Data under study below:

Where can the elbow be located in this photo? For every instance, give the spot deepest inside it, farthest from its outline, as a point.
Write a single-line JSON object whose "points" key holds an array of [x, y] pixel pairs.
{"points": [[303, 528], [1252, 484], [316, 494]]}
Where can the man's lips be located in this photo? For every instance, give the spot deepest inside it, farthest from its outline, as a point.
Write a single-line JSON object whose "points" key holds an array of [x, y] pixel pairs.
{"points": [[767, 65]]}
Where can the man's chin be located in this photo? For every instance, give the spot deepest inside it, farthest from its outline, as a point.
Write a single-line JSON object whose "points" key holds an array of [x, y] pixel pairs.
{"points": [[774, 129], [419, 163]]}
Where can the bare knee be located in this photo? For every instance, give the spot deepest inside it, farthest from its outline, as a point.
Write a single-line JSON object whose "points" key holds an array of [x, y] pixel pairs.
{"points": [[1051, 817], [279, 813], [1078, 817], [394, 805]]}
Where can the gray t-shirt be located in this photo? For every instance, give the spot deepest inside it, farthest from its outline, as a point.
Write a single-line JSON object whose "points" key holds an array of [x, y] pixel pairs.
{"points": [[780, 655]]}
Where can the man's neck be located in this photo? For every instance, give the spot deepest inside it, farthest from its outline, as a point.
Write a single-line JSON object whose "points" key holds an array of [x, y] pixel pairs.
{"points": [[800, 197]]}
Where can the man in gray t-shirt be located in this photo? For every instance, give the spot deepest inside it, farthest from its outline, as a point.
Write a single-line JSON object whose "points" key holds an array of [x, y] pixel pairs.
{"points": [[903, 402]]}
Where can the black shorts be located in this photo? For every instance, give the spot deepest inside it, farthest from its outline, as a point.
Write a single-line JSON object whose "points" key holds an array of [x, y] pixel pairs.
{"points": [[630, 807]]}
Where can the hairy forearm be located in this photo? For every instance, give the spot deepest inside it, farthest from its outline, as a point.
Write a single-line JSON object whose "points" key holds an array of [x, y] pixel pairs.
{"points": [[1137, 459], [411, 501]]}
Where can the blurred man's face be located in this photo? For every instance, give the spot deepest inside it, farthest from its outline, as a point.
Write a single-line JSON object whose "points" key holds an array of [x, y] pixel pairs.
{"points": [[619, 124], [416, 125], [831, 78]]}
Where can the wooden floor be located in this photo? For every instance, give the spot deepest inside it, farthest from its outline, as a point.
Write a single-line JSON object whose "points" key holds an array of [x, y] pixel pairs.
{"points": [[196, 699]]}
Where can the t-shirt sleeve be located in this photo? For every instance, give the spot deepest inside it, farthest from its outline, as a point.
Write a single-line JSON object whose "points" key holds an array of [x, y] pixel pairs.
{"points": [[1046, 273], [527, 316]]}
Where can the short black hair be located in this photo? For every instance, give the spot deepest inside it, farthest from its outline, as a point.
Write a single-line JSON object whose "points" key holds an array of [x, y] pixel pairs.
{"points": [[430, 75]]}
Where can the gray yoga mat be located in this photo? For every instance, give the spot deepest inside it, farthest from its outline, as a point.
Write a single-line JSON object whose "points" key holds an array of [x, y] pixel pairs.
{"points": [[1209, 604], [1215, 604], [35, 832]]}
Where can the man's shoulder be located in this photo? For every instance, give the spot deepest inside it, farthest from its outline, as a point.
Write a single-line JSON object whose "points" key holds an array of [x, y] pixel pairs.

End of Data under study.

### Task statement:
Every line that contains "black" should be copied out of the data.

### Response area:
Where can the black shorts be located in this photo? For every instance, give the spot deepest inside it, farthest from its outline, as a point.
Where can the short black hair be located in this photo? For every instance, give the spot deepest inside it, farthest from its outline, as a point.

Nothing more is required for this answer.